Recorded data
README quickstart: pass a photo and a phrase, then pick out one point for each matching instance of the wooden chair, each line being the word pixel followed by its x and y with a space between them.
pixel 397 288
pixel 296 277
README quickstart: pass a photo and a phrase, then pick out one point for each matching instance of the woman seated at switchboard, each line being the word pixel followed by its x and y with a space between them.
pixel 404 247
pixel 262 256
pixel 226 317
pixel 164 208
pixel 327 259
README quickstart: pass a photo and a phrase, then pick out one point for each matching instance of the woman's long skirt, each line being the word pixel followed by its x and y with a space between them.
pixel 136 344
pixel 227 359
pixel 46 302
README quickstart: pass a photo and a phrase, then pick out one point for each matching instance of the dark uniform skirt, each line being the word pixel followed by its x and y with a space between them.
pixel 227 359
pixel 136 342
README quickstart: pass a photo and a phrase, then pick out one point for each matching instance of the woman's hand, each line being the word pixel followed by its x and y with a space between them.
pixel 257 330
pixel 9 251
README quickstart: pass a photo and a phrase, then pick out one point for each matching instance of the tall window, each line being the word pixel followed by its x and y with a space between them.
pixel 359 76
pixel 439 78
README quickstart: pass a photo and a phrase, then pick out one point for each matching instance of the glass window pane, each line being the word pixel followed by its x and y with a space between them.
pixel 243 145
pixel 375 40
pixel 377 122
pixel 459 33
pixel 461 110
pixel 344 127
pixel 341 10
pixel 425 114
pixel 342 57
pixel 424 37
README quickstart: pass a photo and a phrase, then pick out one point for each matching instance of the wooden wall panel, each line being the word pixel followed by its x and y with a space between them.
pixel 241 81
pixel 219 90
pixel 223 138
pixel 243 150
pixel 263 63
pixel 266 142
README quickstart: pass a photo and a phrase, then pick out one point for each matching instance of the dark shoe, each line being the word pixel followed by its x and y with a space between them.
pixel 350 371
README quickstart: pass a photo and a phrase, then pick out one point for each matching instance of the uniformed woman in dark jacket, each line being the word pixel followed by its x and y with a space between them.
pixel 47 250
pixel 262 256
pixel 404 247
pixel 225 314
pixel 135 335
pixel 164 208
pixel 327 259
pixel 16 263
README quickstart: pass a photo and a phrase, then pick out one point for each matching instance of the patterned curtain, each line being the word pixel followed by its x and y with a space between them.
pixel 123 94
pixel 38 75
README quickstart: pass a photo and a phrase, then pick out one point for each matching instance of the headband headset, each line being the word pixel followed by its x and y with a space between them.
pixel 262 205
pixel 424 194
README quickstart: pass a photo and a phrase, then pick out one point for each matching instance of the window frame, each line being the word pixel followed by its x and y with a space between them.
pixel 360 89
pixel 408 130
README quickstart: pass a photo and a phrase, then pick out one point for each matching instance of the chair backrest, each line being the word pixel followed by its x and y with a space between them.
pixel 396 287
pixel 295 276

* JOB *
Retype the material above, line by line, exactly.

* SOLUTION *
README quickstart: pass a photo and a phrase, then pick out one point for each matching instance of the wooden chair, each line being the word pixel followed by its x and y with a space between them.
pixel 397 288
pixel 296 277
README quickstart: pass a photo and a phrase, then pick out one point for each matching instance of the woman seated at switchboard, each line being the word pixel followed by its x and y with a space between them.
pixel 404 247
pixel 262 256
pixel 226 317
pixel 164 208
pixel 327 259
README quickstart: pass a photo and a phrase, then pick out one point for each matching instance of the woman's long skirt, each line being the word pixel followed by its x and y with a space between them.
pixel 136 344
pixel 227 359
pixel 46 302
README quickstart: pass a photo and a phrase, then pick out one point for each matching instance of the dark uniform skirt, each line being the word pixel followed by its x and y with a space between them.
pixel 227 359
pixel 136 342
README quickstart: pass a photo and a phrase, then pick out one point for each matching instance of the woman's hand, each line being the word pixel followed by its x and y with a space between them.
pixel 257 330
pixel 9 251
README quickstart: pass a photo and a phrase, then pick out one point for each matching instance of the tall window, each line being the word pixel followed by its x and y with a space between them.
pixel 359 76
pixel 439 78
README quickstart: pass a photo and a phrase, then pick out one point for each matching instance of the glass window pane, each line being the word pixel followed by its x and y with a space between them.
pixel 243 145
pixel 375 40
pixel 377 122
pixel 459 33
pixel 461 110
pixel 344 127
pixel 341 10
pixel 425 114
pixel 342 57
pixel 424 37
README quickstart: pass a photo and a phrase, then pick out one point for each matching instance of the wooden wall panel, each line being the word pixel followed by its x and y with a space between them.
pixel 241 81
pixel 219 90
pixel 223 138
pixel 243 150
pixel 263 63
pixel 266 142
README quickstart: pass a photo and a phrase, then pick out one point for each matching instance of the dark shoe, each line being the word pixel followed by its x and y with a space between them.
pixel 350 371
README quickstart: pass a photo and a phrase, then pick out one point for each matching instance of the uniformed woman in dark jacket, each line being the word pixel followed by its x and y with a space between them.
pixel 47 250
pixel 262 256
pixel 404 247
pixel 225 314
pixel 135 335
pixel 164 208
pixel 327 259
pixel 16 263
README quickstart: pass a photo and a phrase, then pick out one point for each matching instance of the patterned curtain, each line being the word pixel followed by its x and y with a space between them.
pixel 123 94
pixel 38 75
README quickstart: pass a photo and a phrase, then pick out one point for each matching instance of the headband headset, each line being the word pixel followed by its x and y with a space between them.
pixel 262 205
pixel 424 194
README quickstart: pass a photo and a phrase, then pick out one point for each matching instance of the window frame, each line being the word pixel followed by its x and y with a space between them.
pixel 360 89
pixel 408 130
README quickstart: pass a photo and a phrase, then pick out one point for each matching instance of the chair backrest, each line being the word pixel followed by its x and y with a space between them.
pixel 396 287
pixel 295 276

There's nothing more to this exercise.